- Talimatlar ve koşullar -
Kayseri'nin kentsel projeleri üzerine olan metinden "Günümüz pratikleri, her" sözlerinden "projeler ile değişmekte-dönüşmektedir." sözlerine kadar olan bölümü hiçbir değişiklik yapmadan alıntılayın.

- Seçilen metin -
· · · · · · ·

Üretmek mi? Tüketmek mi? Kayseri’nin Son Dönem Kentsel Projeleri Üzerine…

Kayseri gibi geleneksel ve kapalı toplum yapısına sahip bir kentte özel yaşam kaçınılmaz olarak yüceltilmekte, özellikle sermayeyi elinde tutan paydaşlar tarafından konut adına "en"ler talep edilmektedir.

Günümüz pratikleri, her alanda hiç olmadığı kadar neoliberal söylemlerle üretilmekte, bu gelişmelerden etkilenen kentler ekonomik büyüme ve gelişme adına stratejik düğümler olarak kabul edilmektedir. Kente dair söylemler ise tüm dünya genelinde “rekabetçilik”, “yatırım çekme”, “marka kentler”, “kentsel pazarlama” ve “soylulaştırma” gibi neo-liberal kentleşme stratejileri ile birlikte anılmaktadır. Kentleri yönlendiren uzun vadeli stratejiler ve planlı gelişme kurgularında, sermayenin yeniden üretimine yönelik arz-yönlü kentsel politikalar hiç olmadıkları kadar etkin bir konuma gelmektedir. Tüm dünyada etkin bu süreç ülkemizde de yaşanmakta, kentler üretim ve “fazlasıyla” tüketim merkezleri haline gelmekte ve bunun içinde sermayeyi, uluslararası nitelikli emeği, kozmopolitan elitleri kente çekmek için yarışmakta, ekonomik, kültürel ve mekânsal projeler ile değişmekte-dönüşmektedir.

· · · · · · ·

- Veriler -
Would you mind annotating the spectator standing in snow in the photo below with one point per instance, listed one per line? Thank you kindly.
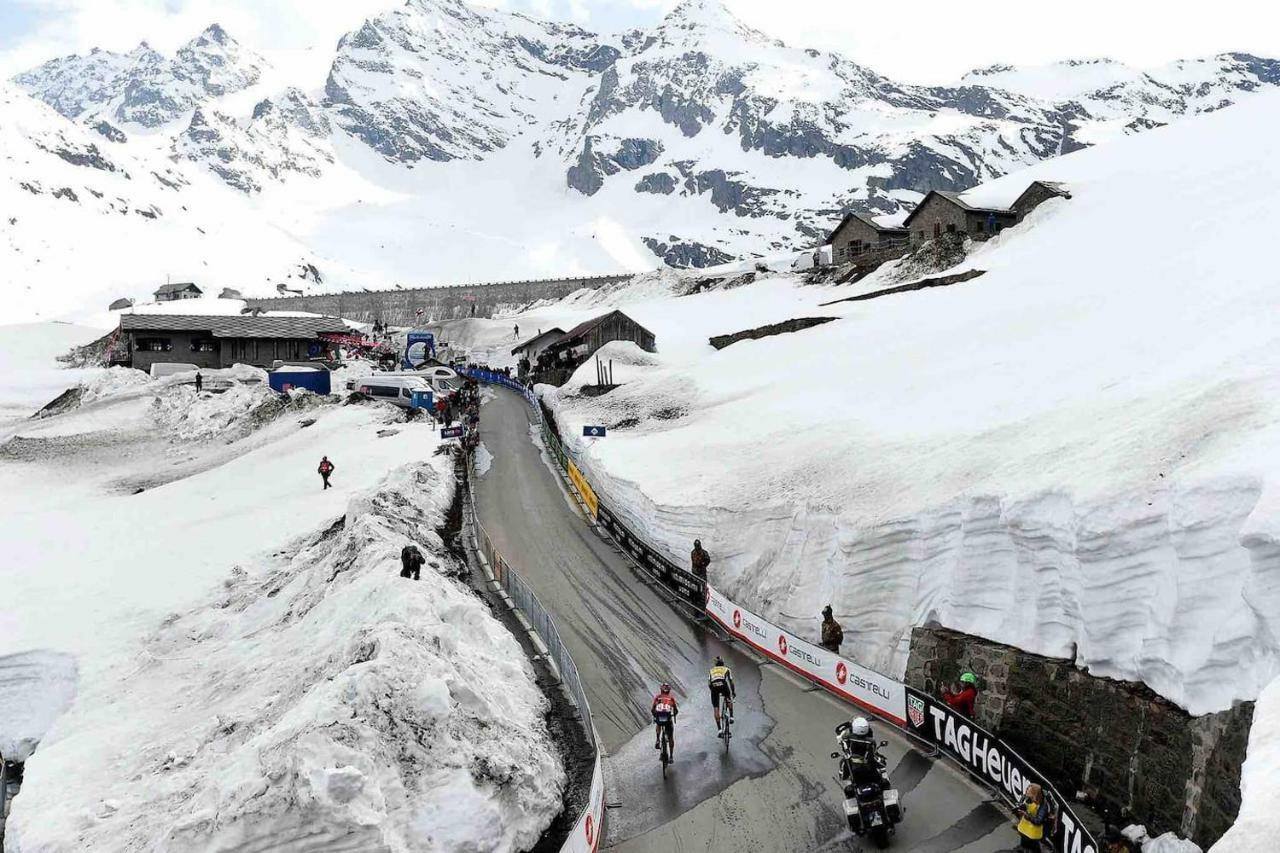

· · · · · · ·

- Sorunun çözümü -
Günümüz pratikleri, her alanda hiç olmadığı kadar neoliberal söylemlerle üretilmekte, bu gelişmelerden etkilenen kentler ekonomik büyüme ve gelişme adına stratejik düğümler olarak kabul edilmektedir. Kente dair söylemler ise tüm dünya genelinde “rekabetçilik”, “yatırım çekme”, “marka kentler”, “kentsel pazarlama” ve “soylulaştırma” gibi neo-liberal kentleşme stratejileri ile birlikte anılmaktadır. Kentleri yönlendiren uzun vadeli stratejiler ve planlı gelişme kurgularında, sermayenin yeniden üretimine yönelik arz-yönlü kentsel politikalar hiç olmadıkları kadar etkin bir konuma gelmektedir. Tüm dünyada etkin bu süreç ülkemizde de yaşanmakta, kentler üretim ve “fazlasıyla” tüketim merkezleri haline gelmekte ve bunun içinde sermayeyi, uluslararası nitelikli emeği, kozmopolitan elitleri kente çekmek için yarışmakta, ekonomik, kültürel ve mekânsal projeler ile değişmekte-dönüşmektedir.